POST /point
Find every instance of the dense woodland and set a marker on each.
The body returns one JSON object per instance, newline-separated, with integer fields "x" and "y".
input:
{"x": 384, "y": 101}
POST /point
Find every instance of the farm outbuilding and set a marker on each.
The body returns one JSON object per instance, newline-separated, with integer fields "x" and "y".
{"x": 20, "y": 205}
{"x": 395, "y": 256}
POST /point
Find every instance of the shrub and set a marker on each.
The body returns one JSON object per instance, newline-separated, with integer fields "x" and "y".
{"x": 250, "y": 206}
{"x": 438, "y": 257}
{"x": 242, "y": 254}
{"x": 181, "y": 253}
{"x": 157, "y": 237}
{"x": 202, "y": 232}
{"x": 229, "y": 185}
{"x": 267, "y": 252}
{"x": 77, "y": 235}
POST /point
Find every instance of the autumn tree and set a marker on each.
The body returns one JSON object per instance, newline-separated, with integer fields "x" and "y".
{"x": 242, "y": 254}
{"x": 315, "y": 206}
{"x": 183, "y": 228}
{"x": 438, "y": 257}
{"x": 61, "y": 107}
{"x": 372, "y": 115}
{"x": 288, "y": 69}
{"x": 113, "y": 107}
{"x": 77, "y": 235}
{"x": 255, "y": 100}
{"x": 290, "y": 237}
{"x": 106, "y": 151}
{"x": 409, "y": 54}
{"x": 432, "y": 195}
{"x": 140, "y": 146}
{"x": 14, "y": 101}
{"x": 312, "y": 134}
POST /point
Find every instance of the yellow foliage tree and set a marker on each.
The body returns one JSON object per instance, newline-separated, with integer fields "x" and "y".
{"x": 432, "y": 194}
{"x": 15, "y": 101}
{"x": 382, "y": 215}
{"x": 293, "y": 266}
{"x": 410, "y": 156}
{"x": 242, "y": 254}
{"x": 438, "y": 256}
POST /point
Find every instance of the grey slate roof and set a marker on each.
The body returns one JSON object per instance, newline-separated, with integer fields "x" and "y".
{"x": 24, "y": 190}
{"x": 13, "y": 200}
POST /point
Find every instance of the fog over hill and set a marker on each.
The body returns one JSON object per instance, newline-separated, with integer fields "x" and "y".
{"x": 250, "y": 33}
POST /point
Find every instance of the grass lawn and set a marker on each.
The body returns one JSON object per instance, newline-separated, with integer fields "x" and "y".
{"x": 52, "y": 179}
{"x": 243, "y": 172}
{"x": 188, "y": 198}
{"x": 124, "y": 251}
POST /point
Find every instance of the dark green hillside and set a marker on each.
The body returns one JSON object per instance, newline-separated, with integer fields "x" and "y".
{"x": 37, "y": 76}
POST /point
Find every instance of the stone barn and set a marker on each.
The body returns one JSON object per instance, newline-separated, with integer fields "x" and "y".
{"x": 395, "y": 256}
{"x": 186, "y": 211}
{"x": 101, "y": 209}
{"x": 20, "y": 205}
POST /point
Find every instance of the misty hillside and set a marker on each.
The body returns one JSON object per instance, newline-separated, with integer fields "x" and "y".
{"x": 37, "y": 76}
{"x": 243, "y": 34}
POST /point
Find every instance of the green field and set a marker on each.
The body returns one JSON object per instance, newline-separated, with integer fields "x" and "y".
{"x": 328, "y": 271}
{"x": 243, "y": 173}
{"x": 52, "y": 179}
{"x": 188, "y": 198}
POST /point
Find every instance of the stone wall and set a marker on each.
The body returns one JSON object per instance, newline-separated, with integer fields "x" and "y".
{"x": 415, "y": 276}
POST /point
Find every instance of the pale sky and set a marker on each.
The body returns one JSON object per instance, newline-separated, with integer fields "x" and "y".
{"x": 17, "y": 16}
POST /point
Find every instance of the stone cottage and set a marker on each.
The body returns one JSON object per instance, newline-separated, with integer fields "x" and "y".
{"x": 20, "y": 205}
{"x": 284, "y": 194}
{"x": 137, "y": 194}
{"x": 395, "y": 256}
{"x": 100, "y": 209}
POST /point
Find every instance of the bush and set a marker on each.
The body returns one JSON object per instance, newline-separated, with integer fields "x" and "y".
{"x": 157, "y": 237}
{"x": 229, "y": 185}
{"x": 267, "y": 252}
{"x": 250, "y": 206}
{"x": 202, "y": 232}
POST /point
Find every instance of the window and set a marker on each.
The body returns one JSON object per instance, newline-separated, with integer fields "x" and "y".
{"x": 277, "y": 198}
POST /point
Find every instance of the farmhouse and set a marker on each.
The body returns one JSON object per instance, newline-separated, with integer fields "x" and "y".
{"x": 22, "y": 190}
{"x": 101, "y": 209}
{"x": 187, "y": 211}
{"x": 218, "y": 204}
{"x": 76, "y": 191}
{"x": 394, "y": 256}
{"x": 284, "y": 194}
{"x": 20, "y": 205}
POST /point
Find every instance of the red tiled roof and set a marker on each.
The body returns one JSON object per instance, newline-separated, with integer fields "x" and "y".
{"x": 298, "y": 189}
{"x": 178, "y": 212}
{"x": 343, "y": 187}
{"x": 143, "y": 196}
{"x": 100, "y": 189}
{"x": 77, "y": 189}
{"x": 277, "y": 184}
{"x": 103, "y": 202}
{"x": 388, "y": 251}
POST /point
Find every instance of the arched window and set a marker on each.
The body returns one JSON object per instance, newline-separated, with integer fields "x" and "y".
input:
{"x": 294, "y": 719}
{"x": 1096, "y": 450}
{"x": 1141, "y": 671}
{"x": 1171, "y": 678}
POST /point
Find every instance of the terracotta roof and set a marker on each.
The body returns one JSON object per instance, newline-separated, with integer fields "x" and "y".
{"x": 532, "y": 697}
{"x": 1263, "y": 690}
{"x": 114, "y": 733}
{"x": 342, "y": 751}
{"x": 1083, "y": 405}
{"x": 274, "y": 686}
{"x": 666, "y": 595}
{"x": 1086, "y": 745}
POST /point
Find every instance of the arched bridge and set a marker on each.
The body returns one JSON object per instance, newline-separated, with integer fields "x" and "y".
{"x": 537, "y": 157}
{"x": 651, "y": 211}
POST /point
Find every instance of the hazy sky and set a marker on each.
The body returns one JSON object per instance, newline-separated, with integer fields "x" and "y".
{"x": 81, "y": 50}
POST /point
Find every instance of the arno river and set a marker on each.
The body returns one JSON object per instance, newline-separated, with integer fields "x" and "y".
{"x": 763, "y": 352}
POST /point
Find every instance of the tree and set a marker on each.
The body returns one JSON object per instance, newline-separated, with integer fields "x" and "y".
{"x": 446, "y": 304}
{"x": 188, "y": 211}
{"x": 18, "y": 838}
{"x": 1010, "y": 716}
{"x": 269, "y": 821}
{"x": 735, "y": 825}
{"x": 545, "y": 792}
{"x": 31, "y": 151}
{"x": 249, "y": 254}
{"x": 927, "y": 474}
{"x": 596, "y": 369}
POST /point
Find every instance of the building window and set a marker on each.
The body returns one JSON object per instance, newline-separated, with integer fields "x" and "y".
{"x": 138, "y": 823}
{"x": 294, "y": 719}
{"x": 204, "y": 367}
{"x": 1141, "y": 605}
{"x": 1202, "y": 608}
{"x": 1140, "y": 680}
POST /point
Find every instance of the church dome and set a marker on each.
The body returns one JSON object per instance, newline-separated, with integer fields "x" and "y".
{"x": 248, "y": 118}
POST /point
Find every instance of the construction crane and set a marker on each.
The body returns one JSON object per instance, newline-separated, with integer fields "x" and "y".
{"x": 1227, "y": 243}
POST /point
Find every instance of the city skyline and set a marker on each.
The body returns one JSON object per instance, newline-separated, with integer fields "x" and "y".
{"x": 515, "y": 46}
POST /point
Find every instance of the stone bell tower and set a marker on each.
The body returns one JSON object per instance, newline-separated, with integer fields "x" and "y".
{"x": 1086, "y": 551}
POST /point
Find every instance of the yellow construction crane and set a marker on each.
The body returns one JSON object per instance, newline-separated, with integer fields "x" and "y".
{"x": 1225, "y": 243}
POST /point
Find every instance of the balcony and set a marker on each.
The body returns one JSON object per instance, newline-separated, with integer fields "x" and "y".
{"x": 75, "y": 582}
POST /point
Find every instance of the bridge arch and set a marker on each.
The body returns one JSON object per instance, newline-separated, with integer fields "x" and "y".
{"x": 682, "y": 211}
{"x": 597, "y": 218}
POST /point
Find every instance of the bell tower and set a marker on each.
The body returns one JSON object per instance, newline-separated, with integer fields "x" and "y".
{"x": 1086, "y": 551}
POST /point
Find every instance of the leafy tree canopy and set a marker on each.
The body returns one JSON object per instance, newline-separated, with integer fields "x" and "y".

+ + +

## Directions for this task
Above are the entries; copy every line among them that contains the word "hillside".

## Answer to the problem
Find every instance of the dark green hillside and set a marker on each.
Find every instance of the misty hillside and set a marker on each.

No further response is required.